──────── Sağlanan Malzemeler

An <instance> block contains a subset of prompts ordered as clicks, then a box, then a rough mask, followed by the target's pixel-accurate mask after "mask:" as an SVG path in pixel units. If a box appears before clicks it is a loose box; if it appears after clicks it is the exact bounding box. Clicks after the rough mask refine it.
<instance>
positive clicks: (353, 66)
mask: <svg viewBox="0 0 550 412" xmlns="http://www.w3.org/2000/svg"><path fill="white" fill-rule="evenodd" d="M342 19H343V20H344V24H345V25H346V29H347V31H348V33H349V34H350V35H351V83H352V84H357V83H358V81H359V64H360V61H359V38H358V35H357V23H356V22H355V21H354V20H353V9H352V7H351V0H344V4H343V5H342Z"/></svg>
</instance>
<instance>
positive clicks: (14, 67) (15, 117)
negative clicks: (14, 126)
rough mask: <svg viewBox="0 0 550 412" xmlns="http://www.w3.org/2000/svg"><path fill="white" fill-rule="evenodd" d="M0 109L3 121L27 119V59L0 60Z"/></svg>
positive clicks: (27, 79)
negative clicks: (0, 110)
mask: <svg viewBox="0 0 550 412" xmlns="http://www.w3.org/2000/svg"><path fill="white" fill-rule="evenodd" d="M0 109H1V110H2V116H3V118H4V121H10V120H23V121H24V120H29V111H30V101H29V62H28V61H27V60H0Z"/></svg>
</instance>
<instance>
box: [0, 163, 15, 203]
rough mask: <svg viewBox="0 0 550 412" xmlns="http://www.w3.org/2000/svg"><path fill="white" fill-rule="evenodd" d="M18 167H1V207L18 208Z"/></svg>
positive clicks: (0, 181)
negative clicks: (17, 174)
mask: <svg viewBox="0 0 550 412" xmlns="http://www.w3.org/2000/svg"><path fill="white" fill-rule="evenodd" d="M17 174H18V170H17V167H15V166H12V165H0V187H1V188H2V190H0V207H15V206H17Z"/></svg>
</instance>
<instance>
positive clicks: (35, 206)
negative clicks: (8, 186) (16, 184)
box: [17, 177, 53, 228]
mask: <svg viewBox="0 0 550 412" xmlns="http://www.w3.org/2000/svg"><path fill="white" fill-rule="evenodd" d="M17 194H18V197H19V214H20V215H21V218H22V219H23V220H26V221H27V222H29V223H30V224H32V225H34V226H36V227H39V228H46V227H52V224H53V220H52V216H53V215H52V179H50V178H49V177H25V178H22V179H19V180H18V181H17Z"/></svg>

────────────────
──────── Sağlanan Malzemeler

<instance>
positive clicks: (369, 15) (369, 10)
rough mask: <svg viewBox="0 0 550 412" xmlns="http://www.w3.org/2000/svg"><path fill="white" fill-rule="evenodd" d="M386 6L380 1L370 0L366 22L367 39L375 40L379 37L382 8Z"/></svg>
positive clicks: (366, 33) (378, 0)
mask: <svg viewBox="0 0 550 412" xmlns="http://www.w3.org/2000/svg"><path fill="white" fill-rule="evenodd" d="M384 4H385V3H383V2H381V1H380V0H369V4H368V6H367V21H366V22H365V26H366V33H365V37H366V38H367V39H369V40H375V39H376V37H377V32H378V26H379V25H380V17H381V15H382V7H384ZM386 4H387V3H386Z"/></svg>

────────────────
──────── Sağlanan Malzemeler

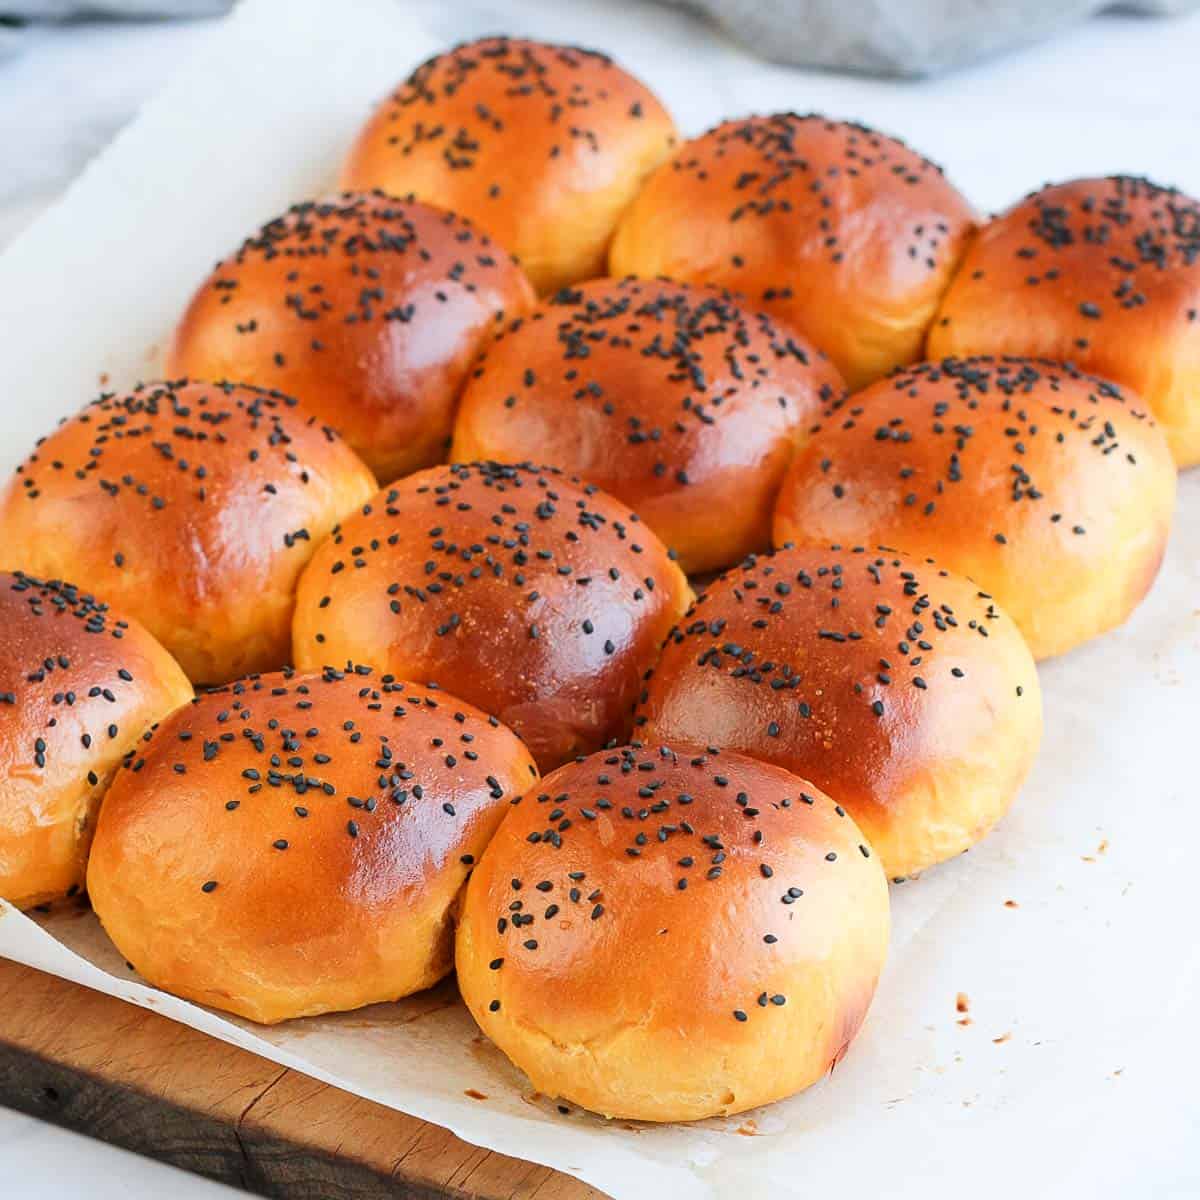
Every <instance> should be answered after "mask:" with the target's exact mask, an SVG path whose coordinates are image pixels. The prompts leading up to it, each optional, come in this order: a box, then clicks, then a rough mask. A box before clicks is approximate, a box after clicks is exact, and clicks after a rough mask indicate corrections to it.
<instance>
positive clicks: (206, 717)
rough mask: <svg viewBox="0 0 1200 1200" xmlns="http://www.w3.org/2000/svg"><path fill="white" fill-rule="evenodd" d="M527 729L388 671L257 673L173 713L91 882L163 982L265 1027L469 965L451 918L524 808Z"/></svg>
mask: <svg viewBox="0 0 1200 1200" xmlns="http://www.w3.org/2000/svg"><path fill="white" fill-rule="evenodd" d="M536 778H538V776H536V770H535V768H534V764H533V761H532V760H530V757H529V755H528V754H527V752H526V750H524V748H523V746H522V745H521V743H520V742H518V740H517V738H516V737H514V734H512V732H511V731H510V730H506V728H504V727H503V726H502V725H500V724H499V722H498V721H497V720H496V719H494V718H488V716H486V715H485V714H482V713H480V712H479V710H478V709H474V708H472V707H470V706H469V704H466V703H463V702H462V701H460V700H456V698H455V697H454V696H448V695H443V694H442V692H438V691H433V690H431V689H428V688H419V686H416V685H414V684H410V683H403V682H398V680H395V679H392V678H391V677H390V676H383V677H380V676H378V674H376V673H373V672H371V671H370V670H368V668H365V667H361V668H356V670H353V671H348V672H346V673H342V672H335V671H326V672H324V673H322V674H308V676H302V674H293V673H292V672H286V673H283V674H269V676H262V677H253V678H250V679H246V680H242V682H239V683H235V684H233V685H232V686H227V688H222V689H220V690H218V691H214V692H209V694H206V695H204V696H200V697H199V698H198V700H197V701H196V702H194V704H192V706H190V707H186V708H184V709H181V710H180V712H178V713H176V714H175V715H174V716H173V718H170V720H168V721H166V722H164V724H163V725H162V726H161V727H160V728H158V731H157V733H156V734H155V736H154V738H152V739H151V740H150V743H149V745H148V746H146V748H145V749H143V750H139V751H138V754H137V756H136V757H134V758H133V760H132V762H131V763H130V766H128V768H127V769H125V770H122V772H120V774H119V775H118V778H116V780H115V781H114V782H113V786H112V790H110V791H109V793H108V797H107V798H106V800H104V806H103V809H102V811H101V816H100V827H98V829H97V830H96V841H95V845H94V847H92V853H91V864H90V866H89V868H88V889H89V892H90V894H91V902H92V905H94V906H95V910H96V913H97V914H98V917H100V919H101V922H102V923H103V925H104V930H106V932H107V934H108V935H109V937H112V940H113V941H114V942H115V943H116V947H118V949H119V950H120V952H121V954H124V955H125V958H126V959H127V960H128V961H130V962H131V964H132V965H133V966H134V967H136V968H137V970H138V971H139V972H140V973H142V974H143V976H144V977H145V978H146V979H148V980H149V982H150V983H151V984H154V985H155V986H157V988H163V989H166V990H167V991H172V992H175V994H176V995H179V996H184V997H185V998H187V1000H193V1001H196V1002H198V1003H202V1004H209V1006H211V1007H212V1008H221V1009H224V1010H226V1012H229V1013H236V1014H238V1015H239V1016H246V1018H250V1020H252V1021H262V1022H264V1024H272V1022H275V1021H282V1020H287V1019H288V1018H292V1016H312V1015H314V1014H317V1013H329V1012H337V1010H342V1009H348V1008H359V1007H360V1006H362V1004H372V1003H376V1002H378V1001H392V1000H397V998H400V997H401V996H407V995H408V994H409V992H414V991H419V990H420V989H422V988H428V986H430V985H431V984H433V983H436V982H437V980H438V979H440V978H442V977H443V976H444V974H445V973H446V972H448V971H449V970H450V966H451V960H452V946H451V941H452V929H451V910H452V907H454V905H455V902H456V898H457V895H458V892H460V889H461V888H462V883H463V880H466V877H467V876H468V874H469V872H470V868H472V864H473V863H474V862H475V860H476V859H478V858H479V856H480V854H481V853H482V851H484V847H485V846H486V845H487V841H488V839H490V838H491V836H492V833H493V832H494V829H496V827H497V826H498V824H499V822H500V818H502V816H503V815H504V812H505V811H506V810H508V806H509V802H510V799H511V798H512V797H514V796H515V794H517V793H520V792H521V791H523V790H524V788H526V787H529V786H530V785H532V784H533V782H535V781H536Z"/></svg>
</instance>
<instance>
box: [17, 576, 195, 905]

────────────────

**Çalışma Talimatları:**
Yukarıdaki kayıtlarda "target" dizesini içeren satırları sayın ve yalnızca bu sayıyı yazın. Büyük ve küçük harf ayrımı dikkate alınmalıdır.

**Yanıt:**
2